-- Opening Marker --
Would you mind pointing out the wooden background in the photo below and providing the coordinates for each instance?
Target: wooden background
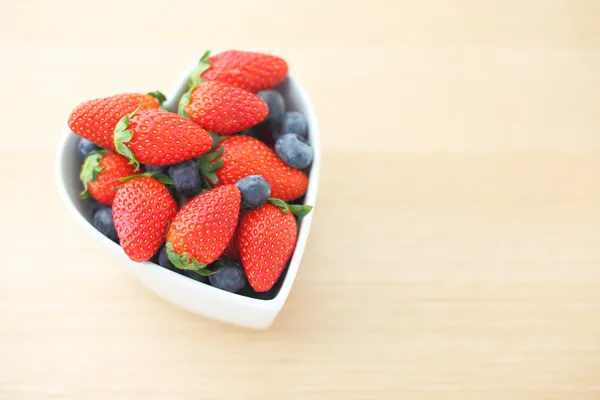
(456, 244)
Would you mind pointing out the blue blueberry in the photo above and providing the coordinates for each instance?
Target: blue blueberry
(159, 170)
(230, 276)
(255, 191)
(103, 221)
(186, 178)
(163, 261)
(294, 122)
(85, 147)
(294, 151)
(275, 102)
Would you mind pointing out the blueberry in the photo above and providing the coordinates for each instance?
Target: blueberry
(231, 276)
(85, 147)
(275, 103)
(103, 221)
(249, 132)
(152, 168)
(255, 191)
(294, 151)
(163, 261)
(186, 178)
(294, 122)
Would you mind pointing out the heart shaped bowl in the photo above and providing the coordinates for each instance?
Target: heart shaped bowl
(196, 297)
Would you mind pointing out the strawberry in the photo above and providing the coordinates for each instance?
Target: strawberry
(158, 137)
(247, 70)
(142, 210)
(221, 108)
(267, 238)
(244, 155)
(232, 250)
(100, 175)
(203, 227)
(96, 119)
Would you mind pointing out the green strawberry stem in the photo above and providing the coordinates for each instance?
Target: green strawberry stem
(158, 96)
(186, 261)
(184, 101)
(195, 80)
(203, 65)
(123, 135)
(89, 171)
(296, 209)
(159, 177)
(207, 165)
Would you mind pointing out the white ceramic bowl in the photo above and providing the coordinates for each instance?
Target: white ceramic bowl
(199, 298)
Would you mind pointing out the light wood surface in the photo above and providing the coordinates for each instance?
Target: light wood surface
(455, 252)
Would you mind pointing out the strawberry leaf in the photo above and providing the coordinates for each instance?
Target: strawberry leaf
(89, 171)
(283, 206)
(158, 96)
(203, 65)
(208, 166)
(183, 261)
(296, 209)
(212, 177)
(153, 174)
(216, 140)
(123, 135)
(184, 101)
(205, 272)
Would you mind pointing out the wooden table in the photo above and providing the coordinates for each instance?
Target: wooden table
(456, 244)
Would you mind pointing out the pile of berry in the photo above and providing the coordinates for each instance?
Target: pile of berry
(212, 192)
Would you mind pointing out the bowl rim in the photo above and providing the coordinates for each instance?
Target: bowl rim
(303, 234)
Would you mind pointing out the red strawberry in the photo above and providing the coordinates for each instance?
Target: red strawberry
(100, 175)
(96, 119)
(244, 155)
(267, 238)
(221, 108)
(203, 227)
(232, 250)
(247, 70)
(158, 137)
(142, 210)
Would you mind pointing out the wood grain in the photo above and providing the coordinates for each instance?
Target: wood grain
(455, 252)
-- Closing Marker --
What you are asked to do:
Print the listing again exactly as it appears, except for the pictures, which stay out.

Final answer:
Would you mind pointing out the wooden background in the photo below and providing the coordinates for each instance?
Target: wooden background
(456, 244)
Would you mind pointing out the blue blueberry in the photo above and providing the coordinates for each instance?
Target: blue blueberry
(159, 170)
(230, 276)
(255, 191)
(103, 221)
(186, 178)
(163, 261)
(294, 122)
(85, 147)
(294, 151)
(275, 102)
Would you mind pointing out the blueberry in the photo above and providing the coordinates for each instance?
Target: blueberry
(231, 276)
(85, 147)
(275, 103)
(103, 221)
(249, 132)
(152, 168)
(255, 191)
(294, 151)
(163, 261)
(186, 178)
(294, 122)
Would you mind pointing out the heart shaped bowl in the photo above and providing the coordinates for each instance?
Target: heart shaped bowl
(196, 297)
Would you mind pointing out the strawberry in the photo above and providing the coordinates for each instance?
Target: strawberry
(158, 137)
(247, 70)
(142, 210)
(221, 108)
(267, 238)
(244, 155)
(232, 250)
(100, 175)
(203, 227)
(96, 119)
Would you mind pointing out the green strawberry stem in the photo above and providing the coordinates for each instance?
Target: green strawberry stem
(158, 96)
(186, 261)
(184, 101)
(195, 80)
(203, 65)
(123, 135)
(89, 171)
(296, 209)
(159, 177)
(207, 165)
Would you mind pointing out the white ceramic bowl in the photo above and providing the coordinates for each instance?
Target: white ceramic bowl
(199, 298)
Would you mind pointing out the light wood surface in the photo above and providing the coordinates for each instance?
Target: light wood surface
(455, 252)
Would you mind pointing out the strawberry leaf in the photo above and providing the coordinates for each instance?
Target: strawberry leaf
(89, 171)
(283, 206)
(158, 96)
(203, 65)
(208, 166)
(183, 261)
(296, 209)
(212, 177)
(153, 174)
(216, 140)
(123, 135)
(184, 101)
(205, 272)
Would you mind pointing out the wooden table in the photo above and providing the coordinates for each instance?
Target: wooden table
(456, 244)
Would you mind pointing out the pile of berry in the photo above and providing the coordinates for each instance?
Target: pile of berry
(212, 192)
Would you mind pointing out the bowl rim in the photo above and providing the coordinates for each instance?
Target: bowl rim
(303, 234)
Would you mind pointing out the red strawberry in the photo above and providing the coordinates for each instance?
Target: red strawberry
(100, 175)
(96, 119)
(244, 155)
(267, 238)
(221, 108)
(203, 227)
(232, 250)
(247, 70)
(158, 137)
(142, 210)
Would you mind pointing out the wood grain in the photo above and providing the coordinates for each instance?
Target: wood grain
(455, 252)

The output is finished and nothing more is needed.